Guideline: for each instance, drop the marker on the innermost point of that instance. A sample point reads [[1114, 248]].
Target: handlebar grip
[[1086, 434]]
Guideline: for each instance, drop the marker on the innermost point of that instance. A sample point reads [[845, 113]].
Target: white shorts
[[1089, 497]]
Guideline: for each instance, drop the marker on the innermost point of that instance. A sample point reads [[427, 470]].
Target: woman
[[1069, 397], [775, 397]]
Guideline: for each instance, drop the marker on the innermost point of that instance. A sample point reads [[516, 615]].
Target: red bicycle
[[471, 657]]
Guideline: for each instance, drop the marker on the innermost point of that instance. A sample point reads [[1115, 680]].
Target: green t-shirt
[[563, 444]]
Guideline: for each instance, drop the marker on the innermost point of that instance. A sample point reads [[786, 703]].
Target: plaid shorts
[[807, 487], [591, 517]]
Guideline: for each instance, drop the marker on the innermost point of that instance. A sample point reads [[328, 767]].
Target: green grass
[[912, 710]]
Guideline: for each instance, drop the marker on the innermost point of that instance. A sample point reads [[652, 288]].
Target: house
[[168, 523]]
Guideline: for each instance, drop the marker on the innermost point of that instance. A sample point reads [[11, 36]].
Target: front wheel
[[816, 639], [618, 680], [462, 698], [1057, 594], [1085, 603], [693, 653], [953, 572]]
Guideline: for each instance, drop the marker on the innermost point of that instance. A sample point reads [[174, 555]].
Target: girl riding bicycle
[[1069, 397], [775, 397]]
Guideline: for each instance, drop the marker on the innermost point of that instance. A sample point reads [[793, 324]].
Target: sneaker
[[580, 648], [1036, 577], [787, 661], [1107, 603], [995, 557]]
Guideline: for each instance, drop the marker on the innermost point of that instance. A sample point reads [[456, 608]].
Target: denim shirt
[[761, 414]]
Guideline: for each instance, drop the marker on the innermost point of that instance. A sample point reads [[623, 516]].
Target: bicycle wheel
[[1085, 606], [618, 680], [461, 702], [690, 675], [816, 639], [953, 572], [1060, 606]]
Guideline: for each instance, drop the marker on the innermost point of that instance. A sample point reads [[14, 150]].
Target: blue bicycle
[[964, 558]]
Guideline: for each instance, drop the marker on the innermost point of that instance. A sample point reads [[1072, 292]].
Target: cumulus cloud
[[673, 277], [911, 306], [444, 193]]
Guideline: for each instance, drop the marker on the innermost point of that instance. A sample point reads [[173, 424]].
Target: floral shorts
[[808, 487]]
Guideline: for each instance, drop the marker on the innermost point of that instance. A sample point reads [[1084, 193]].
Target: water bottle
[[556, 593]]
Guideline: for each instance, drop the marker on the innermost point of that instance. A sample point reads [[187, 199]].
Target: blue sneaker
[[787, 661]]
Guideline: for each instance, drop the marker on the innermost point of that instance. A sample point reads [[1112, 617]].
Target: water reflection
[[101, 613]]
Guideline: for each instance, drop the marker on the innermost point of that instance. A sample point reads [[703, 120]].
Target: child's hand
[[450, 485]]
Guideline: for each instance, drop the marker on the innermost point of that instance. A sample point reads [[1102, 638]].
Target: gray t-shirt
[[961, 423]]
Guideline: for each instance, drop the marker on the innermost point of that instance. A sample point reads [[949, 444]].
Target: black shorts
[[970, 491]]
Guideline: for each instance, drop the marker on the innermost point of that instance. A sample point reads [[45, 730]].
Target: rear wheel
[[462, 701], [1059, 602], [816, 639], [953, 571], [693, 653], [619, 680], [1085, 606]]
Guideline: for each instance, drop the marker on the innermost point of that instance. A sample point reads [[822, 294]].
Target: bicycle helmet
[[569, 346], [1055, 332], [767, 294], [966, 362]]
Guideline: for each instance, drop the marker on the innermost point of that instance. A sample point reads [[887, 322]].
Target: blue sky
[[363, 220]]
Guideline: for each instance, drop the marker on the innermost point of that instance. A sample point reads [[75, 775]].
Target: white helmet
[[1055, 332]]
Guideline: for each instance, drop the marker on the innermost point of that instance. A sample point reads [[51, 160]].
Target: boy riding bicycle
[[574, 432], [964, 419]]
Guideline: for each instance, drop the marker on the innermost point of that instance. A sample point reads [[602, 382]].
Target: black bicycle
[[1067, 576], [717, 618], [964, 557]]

+ + + + +

◆ TASK TO CARRY OUT: Each record must be returned exactly as it is written.

◆ OUTPUT FOR THIS TASK:
Guideline: for each instance, drop the marker on the innermost point of that instance. A sample point reads [[1114, 248]].
Target: handlebar grip
[[1086, 434]]
Guideline: for each instance, drop the marker on the innermost point of that instance. A sample point reads [[845, 113]].
Target: white shorts
[[1089, 497]]
Guideline: for each instance, drop the marker on the innermost point of that instance. A sample point reads [[427, 470]].
Target: woman
[[1069, 397], [775, 397]]
Guideline: for each instance, drop the marker on the innermost point of that instance. A sample point reads [[516, 615]].
Target: red bicycle
[[471, 657]]
Guideline: for each instance, drop the marker on the innermost point of that instance. A sample point reads [[1115, 680]].
Target: green t-shirt
[[563, 444]]
Guideline: for each instance, drop the marker on the innermost point of that instance. A sample point reads [[786, 703]].
Target: plaid shorts
[[807, 487], [591, 517]]
Guideline: for each instance, drop the marker on the innermost point of that instance. A sample point reads [[328, 767]].
Target: green grass
[[912, 710]]
Guideline: for each instance, drop the marker on the innermost point of that instance. A sample point reads [[652, 288]].
Target: house
[[168, 523]]
Guideline: for each instance, drop the marker on the innermost point of that instance. A sample point reads [[11, 36]].
Target: front wheel
[[816, 639], [618, 680], [462, 698], [1057, 594], [1085, 603], [693, 653], [953, 572]]
Guideline: for each instance, drop the marker on the innermost point of that instance. A sample point reads [[174, 555]].
Target: girl riding bicycle
[[1069, 397], [775, 397]]
Guideline: for each instance, drop the marker on the innermost point of that instance. A sample point reads [[793, 324]].
Target: sneaker
[[580, 648], [1036, 577], [787, 661], [1107, 603], [995, 557]]
Guideline: for each instance, drop the marker on the innermost point of that instance. A sample point reads [[456, 608]].
Target: denim shirt
[[761, 414]]
Guideline: for each instance, drop the marker on the innermost point of that instance. A sample point reads [[623, 516]].
Target: bicycle wheel
[[1085, 606], [618, 680], [461, 702], [690, 675], [816, 639], [953, 572], [1060, 606]]
Guideline: for each instance, drop the marker on the innermost point of that instance. A sample point reads [[14, 150]].
Target: blue bicycle
[[964, 558]]
Guideline: for each instance, drop the marker on the innermost point of that instance. A sample point reads [[1072, 292]].
Target: cumulus cloud
[[673, 277], [911, 306], [444, 193]]
Guideline: for each instance, drop the marker on the innermost point of that instance. A sample point reads [[173, 424]].
Target: floral shorts
[[808, 487]]
Guideline: for each instance, drop the marker on the innermost point of that instance. A sample point reads [[1084, 193]].
Target: water bottle
[[556, 593]]
Guideline: for each instance, drop the marker on the innermost point of that instance. A sample point reads [[187, 199]].
Target: blue sneaker
[[787, 661]]
Guideline: for each instance, drop the marker on the innermost point of that instance. A sample point reads [[1112, 617]].
Target: water reflection
[[101, 613]]
Guideline: for each instance, drop the marker on the innermost point of that instance. A sample point reads [[703, 120]].
Target: child's hand
[[450, 485]]
Guideline: for each instance, drop the marker on the innermost point of that instance. A sample point reads [[1102, 638]].
Target: gray t-shirt
[[961, 423]]
Guideline: for each instance, drop the marker on the innermost point of that instance. A sample point reads [[949, 444]].
Target: black shorts
[[970, 491]]
Guideline: for each instance, drop the marker on the innermost point of that instance. A sample point reads [[45, 730]].
Target: rear wheel
[[462, 701], [1059, 602], [816, 639], [953, 571], [693, 653], [619, 680], [1085, 606]]
Guideline: for each instance, drop the marker on the innermost point of that instance. A sample point reads [[822, 294]].
Target: bicycle helmet
[[569, 346], [1055, 332], [767, 294], [966, 362]]
Guideline: for each instance, drop the marker on the innermost point of that instance. A sample point reads [[887, 322]].
Target: blue sky
[[363, 220]]
Guideline: for each instance, drop the marker on the innermost point of that instance. A sample point reads [[75, 775]].
Target: white helmet
[[1055, 332]]
Guideline: for each instance, drop the marker on the innermost point of that instance. A sample point reads [[51, 160]].
Target: boy riding bicycle
[[574, 432], [964, 419]]
Guideline: for each instance, drop the marker on the innermost point of that instance. A sample point reads [[602, 382]].
Target: black bicycle
[[1067, 576], [717, 618], [964, 557]]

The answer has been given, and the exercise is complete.